INFORMATION PROVIDED:
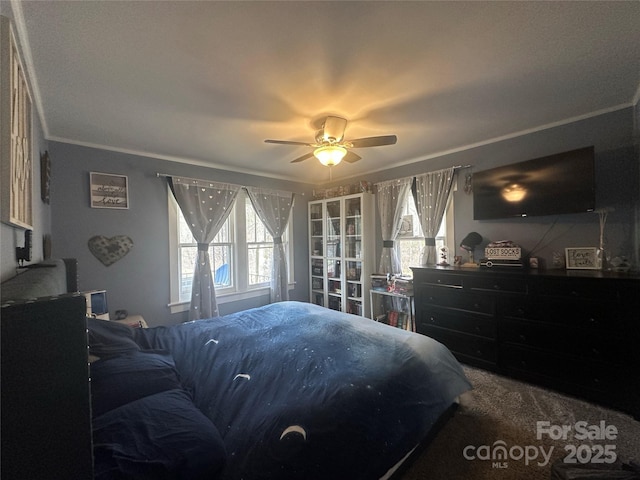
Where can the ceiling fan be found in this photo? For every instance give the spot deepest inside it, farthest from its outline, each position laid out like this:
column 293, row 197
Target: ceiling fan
column 330, row 147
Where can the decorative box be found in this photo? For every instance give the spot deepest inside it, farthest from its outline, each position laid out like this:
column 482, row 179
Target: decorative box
column 503, row 253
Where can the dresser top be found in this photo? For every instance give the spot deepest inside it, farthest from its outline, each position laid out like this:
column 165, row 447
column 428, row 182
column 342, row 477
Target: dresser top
column 531, row 272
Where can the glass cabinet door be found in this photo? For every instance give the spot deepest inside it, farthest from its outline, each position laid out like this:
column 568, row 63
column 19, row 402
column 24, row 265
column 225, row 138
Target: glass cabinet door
column 317, row 281
column 353, row 254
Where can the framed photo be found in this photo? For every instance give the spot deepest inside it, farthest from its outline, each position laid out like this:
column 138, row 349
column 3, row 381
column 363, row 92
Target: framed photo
column 109, row 191
column 16, row 164
column 582, row 258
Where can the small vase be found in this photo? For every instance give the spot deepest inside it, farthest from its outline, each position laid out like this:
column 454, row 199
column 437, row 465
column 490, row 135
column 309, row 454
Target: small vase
column 601, row 259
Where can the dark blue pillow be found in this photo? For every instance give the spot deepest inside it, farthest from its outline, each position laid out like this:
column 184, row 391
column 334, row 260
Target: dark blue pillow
column 116, row 381
column 108, row 339
column 158, row 437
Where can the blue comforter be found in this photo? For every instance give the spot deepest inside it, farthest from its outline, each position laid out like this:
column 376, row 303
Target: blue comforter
column 298, row 391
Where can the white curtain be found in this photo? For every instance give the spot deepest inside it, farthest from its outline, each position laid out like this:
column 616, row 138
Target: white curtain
column 431, row 195
column 274, row 208
column 205, row 206
column 391, row 196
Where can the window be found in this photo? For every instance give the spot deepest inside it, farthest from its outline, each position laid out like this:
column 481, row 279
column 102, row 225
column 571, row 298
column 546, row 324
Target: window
column 410, row 240
column 259, row 247
column 240, row 254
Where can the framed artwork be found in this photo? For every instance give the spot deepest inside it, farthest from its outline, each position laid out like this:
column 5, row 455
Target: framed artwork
column 16, row 164
column 109, row 191
column 582, row 258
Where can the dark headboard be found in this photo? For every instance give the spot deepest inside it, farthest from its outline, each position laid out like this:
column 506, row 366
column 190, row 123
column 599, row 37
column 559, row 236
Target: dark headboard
column 44, row 279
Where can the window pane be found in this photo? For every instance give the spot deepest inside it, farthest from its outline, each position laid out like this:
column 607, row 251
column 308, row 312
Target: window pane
column 184, row 234
column 256, row 231
column 411, row 239
column 259, row 247
column 187, row 267
column 219, row 255
column 260, row 258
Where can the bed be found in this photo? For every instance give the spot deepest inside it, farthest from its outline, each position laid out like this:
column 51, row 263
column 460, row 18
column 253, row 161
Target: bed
column 290, row 390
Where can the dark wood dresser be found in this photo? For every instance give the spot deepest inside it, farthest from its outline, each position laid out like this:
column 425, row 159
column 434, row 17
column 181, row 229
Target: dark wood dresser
column 575, row 331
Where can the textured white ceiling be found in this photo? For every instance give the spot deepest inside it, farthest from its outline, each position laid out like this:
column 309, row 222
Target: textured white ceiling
column 206, row 82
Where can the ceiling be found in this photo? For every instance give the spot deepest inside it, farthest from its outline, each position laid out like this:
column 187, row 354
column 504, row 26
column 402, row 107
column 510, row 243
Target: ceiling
column 207, row 82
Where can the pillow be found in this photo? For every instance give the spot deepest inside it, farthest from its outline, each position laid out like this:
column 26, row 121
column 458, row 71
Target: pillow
column 158, row 437
column 109, row 338
column 119, row 380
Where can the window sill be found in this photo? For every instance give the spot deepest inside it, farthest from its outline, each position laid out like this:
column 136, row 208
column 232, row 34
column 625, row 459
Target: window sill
column 222, row 298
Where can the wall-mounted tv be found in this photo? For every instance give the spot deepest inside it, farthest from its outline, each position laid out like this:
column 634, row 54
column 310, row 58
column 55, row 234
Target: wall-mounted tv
column 557, row 184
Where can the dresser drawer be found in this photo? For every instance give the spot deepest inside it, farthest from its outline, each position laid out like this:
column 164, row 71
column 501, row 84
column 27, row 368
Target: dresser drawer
column 566, row 311
column 559, row 338
column 461, row 343
column 491, row 283
column 439, row 279
column 455, row 299
column 584, row 288
column 592, row 375
column 475, row 325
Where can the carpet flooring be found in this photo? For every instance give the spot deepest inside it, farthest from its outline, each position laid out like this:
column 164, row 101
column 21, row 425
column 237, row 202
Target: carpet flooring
column 503, row 412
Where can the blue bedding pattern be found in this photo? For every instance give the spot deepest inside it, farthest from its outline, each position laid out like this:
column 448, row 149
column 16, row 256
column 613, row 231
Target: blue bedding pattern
column 297, row 391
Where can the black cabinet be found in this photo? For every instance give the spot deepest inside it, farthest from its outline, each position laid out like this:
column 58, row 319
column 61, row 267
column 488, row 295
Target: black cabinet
column 573, row 331
column 46, row 406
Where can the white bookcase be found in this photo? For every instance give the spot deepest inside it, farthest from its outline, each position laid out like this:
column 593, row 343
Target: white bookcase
column 341, row 252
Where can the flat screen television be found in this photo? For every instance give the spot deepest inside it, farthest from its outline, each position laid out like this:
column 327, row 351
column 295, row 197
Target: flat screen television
column 557, row 184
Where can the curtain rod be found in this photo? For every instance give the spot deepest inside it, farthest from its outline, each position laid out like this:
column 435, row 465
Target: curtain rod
column 158, row 175
column 455, row 167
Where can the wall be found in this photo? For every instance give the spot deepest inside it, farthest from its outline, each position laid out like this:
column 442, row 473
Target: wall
column 617, row 185
column 139, row 282
column 11, row 237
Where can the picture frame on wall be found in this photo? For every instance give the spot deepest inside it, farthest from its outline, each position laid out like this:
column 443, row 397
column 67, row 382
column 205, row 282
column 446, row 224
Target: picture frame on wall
column 16, row 152
column 582, row 258
column 109, row 190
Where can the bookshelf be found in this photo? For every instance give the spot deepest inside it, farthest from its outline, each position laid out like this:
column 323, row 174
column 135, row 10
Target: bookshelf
column 392, row 308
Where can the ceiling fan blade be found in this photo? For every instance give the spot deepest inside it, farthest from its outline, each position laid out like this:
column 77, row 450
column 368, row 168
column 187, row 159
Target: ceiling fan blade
column 351, row 157
column 373, row 141
column 287, row 142
column 302, row 158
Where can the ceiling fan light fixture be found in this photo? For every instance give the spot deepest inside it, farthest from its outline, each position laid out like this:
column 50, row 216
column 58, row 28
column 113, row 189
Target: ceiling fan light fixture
column 330, row 155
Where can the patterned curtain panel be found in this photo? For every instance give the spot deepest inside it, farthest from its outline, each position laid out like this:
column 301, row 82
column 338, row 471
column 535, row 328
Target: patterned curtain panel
column 391, row 196
column 431, row 195
column 205, row 206
column 274, row 208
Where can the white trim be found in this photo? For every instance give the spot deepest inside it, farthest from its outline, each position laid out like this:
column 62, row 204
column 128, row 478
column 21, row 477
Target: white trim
column 508, row 136
column 24, row 47
column 636, row 97
column 173, row 158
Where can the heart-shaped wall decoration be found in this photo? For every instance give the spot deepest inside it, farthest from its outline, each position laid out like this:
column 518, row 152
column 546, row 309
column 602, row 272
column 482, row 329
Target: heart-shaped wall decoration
column 110, row 250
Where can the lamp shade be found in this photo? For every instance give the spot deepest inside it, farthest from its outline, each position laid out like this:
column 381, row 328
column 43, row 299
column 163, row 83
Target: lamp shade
column 471, row 241
column 329, row 155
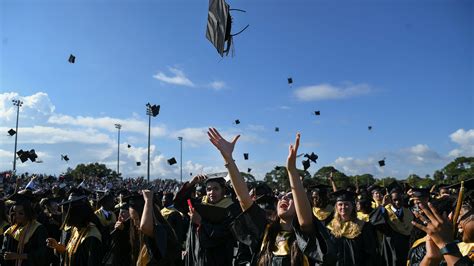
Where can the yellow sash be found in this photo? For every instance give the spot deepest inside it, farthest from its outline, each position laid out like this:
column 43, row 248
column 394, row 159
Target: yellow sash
column 363, row 217
column 78, row 237
column 103, row 220
column 349, row 229
column 404, row 226
column 322, row 214
column 467, row 249
column 223, row 203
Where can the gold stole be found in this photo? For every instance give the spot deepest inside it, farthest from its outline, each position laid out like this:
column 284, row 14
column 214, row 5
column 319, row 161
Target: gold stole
column 322, row 213
column 349, row 229
column 22, row 234
column 78, row 237
column 363, row 217
column 223, row 203
column 403, row 226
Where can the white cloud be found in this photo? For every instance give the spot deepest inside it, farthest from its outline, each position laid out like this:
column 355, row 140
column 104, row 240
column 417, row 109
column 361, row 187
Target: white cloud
column 465, row 139
column 217, row 85
column 179, row 78
column 330, row 92
column 107, row 123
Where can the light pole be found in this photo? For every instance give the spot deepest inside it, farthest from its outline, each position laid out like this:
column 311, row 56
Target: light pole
column 181, row 158
column 17, row 103
column 118, row 126
column 151, row 110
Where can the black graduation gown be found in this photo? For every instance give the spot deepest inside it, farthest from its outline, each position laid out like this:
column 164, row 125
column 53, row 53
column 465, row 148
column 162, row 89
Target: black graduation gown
column 360, row 250
column 120, row 249
column 163, row 248
column 394, row 245
column 249, row 229
column 89, row 253
column 35, row 248
column 212, row 243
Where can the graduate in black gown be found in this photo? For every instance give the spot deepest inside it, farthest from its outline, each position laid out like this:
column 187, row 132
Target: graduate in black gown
column 271, row 241
column 23, row 242
column 393, row 222
column 83, row 246
column 355, row 240
column 152, row 240
column 209, row 239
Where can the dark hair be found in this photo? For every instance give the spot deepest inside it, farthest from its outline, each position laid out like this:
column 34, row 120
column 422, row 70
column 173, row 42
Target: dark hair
column 265, row 257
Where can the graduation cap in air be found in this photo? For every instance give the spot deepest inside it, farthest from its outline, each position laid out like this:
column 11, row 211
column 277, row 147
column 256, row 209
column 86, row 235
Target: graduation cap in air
column 306, row 164
column 321, row 188
column 312, row 157
column 394, row 187
column 25, row 155
column 72, row 59
column 344, row 195
column 420, row 192
column 382, row 162
column 153, row 110
column 219, row 26
column 172, row 161
column 64, row 157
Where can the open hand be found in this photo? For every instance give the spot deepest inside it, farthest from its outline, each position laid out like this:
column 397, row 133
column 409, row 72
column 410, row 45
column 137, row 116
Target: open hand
column 292, row 153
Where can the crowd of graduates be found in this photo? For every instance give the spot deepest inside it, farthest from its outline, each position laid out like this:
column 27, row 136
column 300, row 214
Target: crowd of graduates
column 214, row 221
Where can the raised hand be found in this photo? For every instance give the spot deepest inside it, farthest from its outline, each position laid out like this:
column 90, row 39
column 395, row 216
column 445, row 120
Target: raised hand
column 292, row 153
column 225, row 147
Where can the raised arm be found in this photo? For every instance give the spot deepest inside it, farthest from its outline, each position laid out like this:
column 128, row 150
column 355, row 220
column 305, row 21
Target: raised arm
column 302, row 205
column 226, row 148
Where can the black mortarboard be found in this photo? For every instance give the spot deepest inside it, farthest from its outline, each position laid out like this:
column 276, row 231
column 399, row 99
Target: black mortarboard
column 394, row 187
column 312, row 157
column 65, row 158
column 468, row 185
column 171, row 161
column 344, row 195
column 382, row 163
column 219, row 26
column 72, row 59
column 153, row 110
column 306, row 164
column 421, row 192
column 374, row 188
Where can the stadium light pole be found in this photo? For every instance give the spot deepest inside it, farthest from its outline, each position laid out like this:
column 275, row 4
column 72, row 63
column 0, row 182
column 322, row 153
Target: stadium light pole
column 17, row 103
column 181, row 158
column 151, row 110
column 118, row 126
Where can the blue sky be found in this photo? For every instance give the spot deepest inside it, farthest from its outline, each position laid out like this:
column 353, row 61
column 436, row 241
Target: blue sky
column 404, row 67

EXERCISE: Look above for the line with "column 232, row 34" and the line with "column 55, row 234"; transcribe both and all lines in between, exactly, and nothing else.

REPLY TO THE TASK:
column 232, row 34
column 625, row 459
Target: window sill
column 222, row 298
Where can the wall-mounted tv be found in this photo? For every instance give the spot deepest inside it, farthest from its outline, each position laid out like this:
column 634, row 54
column 310, row 58
column 55, row 234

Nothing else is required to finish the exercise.